YOUR ASSIGNMENT:
Nothing but an exact repeat of the entries below should appear in your answer.

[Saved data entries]
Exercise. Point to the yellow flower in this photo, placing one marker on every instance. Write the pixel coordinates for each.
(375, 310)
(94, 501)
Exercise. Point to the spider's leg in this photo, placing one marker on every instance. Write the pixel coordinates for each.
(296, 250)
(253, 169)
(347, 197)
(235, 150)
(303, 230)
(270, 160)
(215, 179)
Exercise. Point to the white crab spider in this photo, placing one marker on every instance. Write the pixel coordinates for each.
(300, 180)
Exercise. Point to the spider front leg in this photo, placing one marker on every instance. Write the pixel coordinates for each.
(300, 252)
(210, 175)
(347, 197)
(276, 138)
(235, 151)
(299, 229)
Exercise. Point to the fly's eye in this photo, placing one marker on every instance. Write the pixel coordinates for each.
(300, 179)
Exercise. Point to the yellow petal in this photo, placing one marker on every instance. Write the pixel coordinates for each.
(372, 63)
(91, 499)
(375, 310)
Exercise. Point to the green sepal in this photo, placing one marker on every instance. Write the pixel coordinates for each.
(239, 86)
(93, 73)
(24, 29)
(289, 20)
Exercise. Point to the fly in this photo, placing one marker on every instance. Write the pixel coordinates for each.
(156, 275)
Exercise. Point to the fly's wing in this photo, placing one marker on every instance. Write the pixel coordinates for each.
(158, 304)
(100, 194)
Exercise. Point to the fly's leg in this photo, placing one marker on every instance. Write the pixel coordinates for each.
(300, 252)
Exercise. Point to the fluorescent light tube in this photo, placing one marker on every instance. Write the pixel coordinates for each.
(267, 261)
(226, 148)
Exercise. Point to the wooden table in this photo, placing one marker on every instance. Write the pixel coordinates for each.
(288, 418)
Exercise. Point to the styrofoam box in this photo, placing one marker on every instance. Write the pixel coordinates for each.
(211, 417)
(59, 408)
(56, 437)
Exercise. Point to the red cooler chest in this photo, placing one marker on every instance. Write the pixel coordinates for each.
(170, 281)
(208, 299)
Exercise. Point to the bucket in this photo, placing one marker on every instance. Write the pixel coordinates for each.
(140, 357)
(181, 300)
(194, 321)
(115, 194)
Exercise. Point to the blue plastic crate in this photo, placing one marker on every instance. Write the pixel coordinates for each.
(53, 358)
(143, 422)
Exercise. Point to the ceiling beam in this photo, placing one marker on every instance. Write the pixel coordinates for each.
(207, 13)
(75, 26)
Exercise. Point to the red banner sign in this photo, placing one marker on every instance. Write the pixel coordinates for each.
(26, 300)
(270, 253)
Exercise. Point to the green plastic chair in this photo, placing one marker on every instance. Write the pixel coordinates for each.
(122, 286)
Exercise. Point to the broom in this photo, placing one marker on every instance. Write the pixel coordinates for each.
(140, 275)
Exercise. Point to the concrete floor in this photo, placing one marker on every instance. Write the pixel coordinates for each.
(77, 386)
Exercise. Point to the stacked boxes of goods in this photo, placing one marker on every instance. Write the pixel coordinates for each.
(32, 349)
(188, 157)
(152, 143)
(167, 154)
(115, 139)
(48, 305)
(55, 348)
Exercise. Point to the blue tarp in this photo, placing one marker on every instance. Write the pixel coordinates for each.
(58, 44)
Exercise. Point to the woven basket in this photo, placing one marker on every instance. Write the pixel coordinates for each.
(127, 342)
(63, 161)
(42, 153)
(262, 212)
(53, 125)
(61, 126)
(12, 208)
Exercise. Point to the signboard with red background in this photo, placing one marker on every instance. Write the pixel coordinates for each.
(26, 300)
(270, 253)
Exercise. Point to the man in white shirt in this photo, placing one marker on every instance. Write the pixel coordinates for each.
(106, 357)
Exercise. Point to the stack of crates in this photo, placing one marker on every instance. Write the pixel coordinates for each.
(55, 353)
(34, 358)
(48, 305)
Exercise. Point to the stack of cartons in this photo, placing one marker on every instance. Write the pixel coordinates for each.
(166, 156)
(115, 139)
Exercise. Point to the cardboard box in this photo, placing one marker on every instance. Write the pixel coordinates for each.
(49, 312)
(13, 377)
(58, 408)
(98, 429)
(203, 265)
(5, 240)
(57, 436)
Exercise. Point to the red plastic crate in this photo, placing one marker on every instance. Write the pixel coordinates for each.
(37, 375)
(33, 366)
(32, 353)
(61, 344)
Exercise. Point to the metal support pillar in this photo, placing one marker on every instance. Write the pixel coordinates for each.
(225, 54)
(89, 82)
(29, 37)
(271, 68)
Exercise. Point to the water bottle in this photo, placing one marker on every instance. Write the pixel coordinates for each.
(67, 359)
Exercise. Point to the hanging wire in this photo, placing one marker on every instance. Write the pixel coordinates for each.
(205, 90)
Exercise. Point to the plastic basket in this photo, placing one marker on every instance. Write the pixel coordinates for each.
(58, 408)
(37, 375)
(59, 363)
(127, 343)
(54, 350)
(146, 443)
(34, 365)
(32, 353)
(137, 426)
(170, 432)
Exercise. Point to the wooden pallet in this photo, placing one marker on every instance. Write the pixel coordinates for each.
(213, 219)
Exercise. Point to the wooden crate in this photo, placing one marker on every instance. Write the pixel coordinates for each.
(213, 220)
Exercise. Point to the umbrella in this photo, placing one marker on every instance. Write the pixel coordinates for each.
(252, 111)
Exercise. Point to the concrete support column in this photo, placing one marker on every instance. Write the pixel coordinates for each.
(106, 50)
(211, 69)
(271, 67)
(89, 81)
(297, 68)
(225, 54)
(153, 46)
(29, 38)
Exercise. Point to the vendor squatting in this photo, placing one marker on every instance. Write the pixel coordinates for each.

ANSWER SPACE:
Exercise. Point to the yellow flower in this photo, placing one marker on every instance. Write the pixel coordinates for each.
(375, 310)
(94, 501)
Exercise. Point to the spider's leg in this photo, placing one marker on every instance. Write the pixel coordinates for each.
(296, 250)
(253, 169)
(347, 197)
(235, 150)
(303, 230)
(270, 160)
(215, 179)
Exercise. Point to the white crab spider in this photo, placing one marker on every instance. Write the pixel coordinates for each.
(300, 180)
Exercise. Point to the spider front leg in this photo, placing one marker on every instance. Write the pixel coordinates for each.
(300, 252)
(210, 175)
(347, 197)
(276, 138)
(235, 151)
(299, 229)
Exercise. Point to the fly's eye in this photo, placing one marker on every instance. Write the pixel coordinates for each.
(300, 179)
Exercise. Point to the yellow petal in this photo, placing one marker on every instance. Write the pixel coordinates for each.
(372, 63)
(91, 499)
(375, 310)
Exercise. Point to the green sepal in this photo, placing one marker on every instance. Write the pixel coordinates for each.
(239, 86)
(93, 73)
(24, 29)
(289, 20)
Exercise. Point to the fly in this photo, placing one marker on every instance. Write the pixel coordinates for each.
(156, 275)
Exercise. Point to the fly's wing in this photo, placing one marker on every instance. Write the pixel coordinates for each.
(158, 304)
(100, 194)
Exercise. Point to the fly's leg in this photo, placing one marker on every instance. Write the pixel coordinates for each.
(300, 252)
Exercise. Point to the fluorescent light tube in this photo, placing one marker on every instance. Write the pixel coordinates for each.
(267, 261)
(226, 148)
Exercise. Point to the wooden table in this photo, placing one marker on every instance. Write the pixel coordinates for each.
(288, 418)
Exercise. Point to the styrofoam box in this photo, placing one marker on every instance. Write the pixel coordinates for each.
(211, 417)
(59, 408)
(56, 437)
Exercise. Point to the red cooler chest in this photo, placing one marker on every instance. Write the pixel coordinates for each.
(170, 281)
(208, 299)
Exercise. Point to the bucket in this photo, placing one marker on every instance. Write the pixel coordinates for each.
(140, 357)
(181, 300)
(194, 321)
(115, 194)
Exercise. Point to the blue plastic crate in this photo, placing one marker on every instance. Write the pixel coordinates for each.
(53, 358)
(143, 422)
Exercise. Point to the ceiling beam in this photo, placing one marker on every instance. Write the pixel coordinates for each.
(207, 13)
(75, 26)
Exercise. Point to the red banner sign in this photo, placing one marker on every instance. Write the pixel coordinates for each.
(26, 300)
(270, 253)
Exercise. Point to the green plastic chair in this photo, placing one marker on every instance. Write the pixel coordinates for each.
(122, 286)
Exercise. Point to the broom in this photo, placing one marker on every instance. Write the pixel coordinates for each.
(140, 275)
Exercise. Point to the concrete floor in this photo, placing one marker on every instance. Write the pixel coordinates for each.
(77, 386)
Exercise. Point to the stacked boxes of goods in this photo, placing one marker on every instance. Write the pixel coordinates for each.
(32, 349)
(188, 157)
(152, 143)
(167, 154)
(115, 139)
(48, 305)
(55, 348)
Exercise. Point to the blue tarp in this photo, placing one marker on every instance. Write the pixel coordinates for each.
(58, 44)
Exercise. Point to the woven basket in this photo, placing one marker on every instance. Write the pixel coordinates for each.
(127, 342)
(63, 161)
(42, 153)
(262, 212)
(53, 125)
(61, 126)
(12, 208)
Exercise. Point to the signboard with red background in this photo, placing one marker on every instance. Write the pixel coordinates for each.
(26, 300)
(270, 253)
Exercise. Point to the man in white shirt in this photo, placing one marker on every instance. Write the pixel coordinates for each.
(106, 357)
Exercise. Point to the stack of crates in this photo, placing one marker on every instance. Write the pixel coordinates for each.
(55, 353)
(34, 358)
(48, 305)
Exercise. Point to the stack of cartons in this photo, placing one marker on every instance. Write the pixel coordinates for each.
(166, 156)
(115, 139)
Exercise. Point to the cardboard box in this photo, placing one marker on every instance. Write the pixel coordinates for each.
(49, 312)
(13, 377)
(58, 408)
(98, 429)
(203, 265)
(5, 240)
(57, 436)
Exercise. Point to the red plastic crate in this photo, placing one marker on every instance. Write the pixel coordinates for each.
(37, 375)
(33, 366)
(32, 353)
(61, 344)
Exercise. Point to the metal support pillar in this photo, placing one marker on every instance. Write the pixel coordinates for each.
(225, 54)
(89, 82)
(29, 37)
(271, 68)
Exercise. Point to the water bottle in this photo, placing one marker on every instance. Write the pixel coordinates for each.
(67, 359)
Exercise. Point to the hanging wire in this photo, placing one marker on every instance. Write the pixel coordinates for each.
(205, 90)
Exercise. Point to the plastic basket in this photo, placing one marker on every instance. Write the pixel coordinates for each.
(58, 408)
(37, 375)
(59, 363)
(127, 343)
(54, 350)
(146, 443)
(34, 365)
(32, 353)
(137, 426)
(170, 432)
Exercise. Point to the wooden pallet in this photo, placing one marker on every instance. Write the pixel coordinates for each.
(213, 219)
Exercise. Point to the wooden crate in this photo, placing one marker on every instance. Write the pixel coordinates for each.
(213, 220)
Exercise. Point to the umbrella in this photo, placing one marker on every instance. Write the pixel coordinates for each.
(252, 111)
Exercise. Point to the concrete support column in this photo, placing one marker on every instance. Write the pixel coordinates for each.
(106, 50)
(211, 69)
(271, 67)
(89, 81)
(297, 68)
(225, 54)
(153, 46)
(29, 38)
Exercise. Point to the vendor squatting in this photo, placing one marker on every instance. Write the pixel coordinates for each.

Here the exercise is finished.